Records excerpted from a collection ->
....

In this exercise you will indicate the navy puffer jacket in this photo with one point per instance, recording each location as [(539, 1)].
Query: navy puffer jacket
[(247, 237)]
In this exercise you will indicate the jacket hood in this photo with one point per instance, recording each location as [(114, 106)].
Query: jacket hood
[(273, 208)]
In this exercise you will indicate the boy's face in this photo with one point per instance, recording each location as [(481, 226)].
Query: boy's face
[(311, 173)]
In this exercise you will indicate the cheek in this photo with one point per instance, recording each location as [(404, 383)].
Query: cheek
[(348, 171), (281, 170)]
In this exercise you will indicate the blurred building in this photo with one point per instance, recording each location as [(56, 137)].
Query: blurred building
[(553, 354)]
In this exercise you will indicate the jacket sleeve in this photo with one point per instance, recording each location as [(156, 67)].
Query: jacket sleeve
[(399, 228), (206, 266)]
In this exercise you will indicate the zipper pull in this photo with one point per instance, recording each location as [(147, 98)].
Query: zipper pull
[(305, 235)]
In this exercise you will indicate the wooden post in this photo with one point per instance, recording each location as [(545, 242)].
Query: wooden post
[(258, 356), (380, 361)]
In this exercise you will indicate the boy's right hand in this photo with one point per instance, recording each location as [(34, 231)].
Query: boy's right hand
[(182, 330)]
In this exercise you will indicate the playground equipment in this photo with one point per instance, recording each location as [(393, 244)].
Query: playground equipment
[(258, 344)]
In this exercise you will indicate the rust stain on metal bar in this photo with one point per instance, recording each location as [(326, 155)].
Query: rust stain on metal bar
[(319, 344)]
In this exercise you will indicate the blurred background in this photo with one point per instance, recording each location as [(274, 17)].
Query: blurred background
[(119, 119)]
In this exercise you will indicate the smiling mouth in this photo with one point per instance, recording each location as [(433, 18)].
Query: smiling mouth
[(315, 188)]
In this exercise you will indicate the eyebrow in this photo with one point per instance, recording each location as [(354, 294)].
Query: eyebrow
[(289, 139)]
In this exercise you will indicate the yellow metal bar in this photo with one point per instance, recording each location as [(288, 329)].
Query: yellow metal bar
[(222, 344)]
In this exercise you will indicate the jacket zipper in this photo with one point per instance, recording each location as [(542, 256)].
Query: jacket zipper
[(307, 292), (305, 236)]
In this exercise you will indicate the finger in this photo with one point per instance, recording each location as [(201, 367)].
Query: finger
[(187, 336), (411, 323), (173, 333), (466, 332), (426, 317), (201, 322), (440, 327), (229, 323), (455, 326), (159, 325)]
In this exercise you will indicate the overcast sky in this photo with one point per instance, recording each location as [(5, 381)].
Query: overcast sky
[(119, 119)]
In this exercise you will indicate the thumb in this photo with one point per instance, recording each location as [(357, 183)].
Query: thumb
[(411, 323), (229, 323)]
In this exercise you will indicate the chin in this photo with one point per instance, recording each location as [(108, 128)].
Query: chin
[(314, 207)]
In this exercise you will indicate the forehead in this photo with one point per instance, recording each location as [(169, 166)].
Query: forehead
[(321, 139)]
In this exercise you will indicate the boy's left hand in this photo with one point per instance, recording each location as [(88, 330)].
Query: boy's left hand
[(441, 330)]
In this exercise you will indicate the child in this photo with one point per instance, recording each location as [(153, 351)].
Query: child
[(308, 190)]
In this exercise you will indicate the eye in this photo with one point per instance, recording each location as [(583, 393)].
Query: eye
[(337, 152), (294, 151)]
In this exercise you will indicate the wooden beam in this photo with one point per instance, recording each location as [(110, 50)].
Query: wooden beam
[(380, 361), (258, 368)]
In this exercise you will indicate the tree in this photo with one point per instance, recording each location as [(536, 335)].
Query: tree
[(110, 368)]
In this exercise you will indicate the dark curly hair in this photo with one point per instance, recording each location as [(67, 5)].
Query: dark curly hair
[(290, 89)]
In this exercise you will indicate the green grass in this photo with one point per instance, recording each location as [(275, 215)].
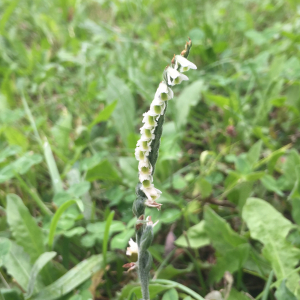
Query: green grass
[(75, 78)]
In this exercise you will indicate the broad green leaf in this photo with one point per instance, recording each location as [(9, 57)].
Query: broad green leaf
[(55, 220), (229, 260), (16, 137), (104, 114), (129, 167), (271, 184), (17, 264), (52, 167), (170, 295), (289, 168), (170, 272), (220, 101), (170, 215), (103, 171), (37, 267), (61, 132), (24, 228), (190, 96), (283, 293), (268, 226), (10, 294), (9, 151), (73, 278), (205, 187), (124, 113), (221, 235), (195, 237), (79, 189)]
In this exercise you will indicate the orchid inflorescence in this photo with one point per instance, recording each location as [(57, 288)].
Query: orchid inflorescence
[(146, 153)]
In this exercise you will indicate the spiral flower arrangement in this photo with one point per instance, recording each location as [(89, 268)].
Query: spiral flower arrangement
[(146, 153)]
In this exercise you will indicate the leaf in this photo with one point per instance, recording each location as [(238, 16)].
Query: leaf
[(104, 171), (61, 132), (170, 215), (104, 114), (9, 151), (195, 237), (232, 250), (24, 228), (119, 241), (229, 260), (73, 278), (268, 226), (189, 97), (170, 272), (52, 167), (220, 101), (55, 220), (283, 293), (271, 184), (79, 189), (170, 295), (205, 187), (37, 267), (17, 264), (124, 113)]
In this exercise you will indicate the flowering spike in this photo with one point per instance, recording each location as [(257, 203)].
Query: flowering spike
[(146, 153)]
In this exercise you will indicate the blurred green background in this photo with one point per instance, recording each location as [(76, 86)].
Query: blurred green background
[(76, 77)]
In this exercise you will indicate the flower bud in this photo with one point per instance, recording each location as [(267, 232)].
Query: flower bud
[(138, 207), (146, 239)]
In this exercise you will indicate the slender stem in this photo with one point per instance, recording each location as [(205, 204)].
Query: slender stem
[(267, 287), (179, 286)]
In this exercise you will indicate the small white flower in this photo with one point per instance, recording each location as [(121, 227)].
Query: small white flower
[(145, 169), (184, 64), (150, 191), (163, 92), (133, 247), (147, 133), (149, 120), (140, 155), (157, 107), (175, 77), (144, 145)]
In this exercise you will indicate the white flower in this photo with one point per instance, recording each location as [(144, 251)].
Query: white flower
[(133, 247), (175, 77), (157, 107), (149, 120), (163, 92), (150, 191), (147, 133), (140, 155), (184, 64), (144, 144), (145, 169)]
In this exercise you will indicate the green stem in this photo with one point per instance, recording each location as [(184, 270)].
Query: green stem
[(180, 287), (156, 142)]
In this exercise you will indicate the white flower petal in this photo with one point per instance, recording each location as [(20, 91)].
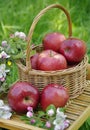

....

TASK OBJECTIVE ->
Rescale the material starting at its first line and ending at the line that contains "[(348, 171), (281, 170)]", both included. Rewrite every one of those lines in full, but multiply each coordinate in the answers by 0.2 and round it to a whole number, with halves rounded up, and leave every other number unchanged.

RESPONSE FOR THIS EXERCISE ->
In this exercise you will indicate the navy puffer jacket in this photo with one point per instance, recording each location as [(539, 1)].
Query: navy puffer jacket
[(49, 47)]
In this exercise you will indicate the jacket hood in this photo with one point per instance, recording each location as [(114, 106)].
Query: jacket hood
[(55, 42)]
In this exercise you will indicate the boy's face in this photo with one point per instance, recording each location as [(481, 226)].
Query: boy's face
[(62, 35)]
In this exercise you will indicate the cheek in this photo with one point per instance, recording each location as [(404, 383)].
Query: cheek
[(70, 34), (56, 34)]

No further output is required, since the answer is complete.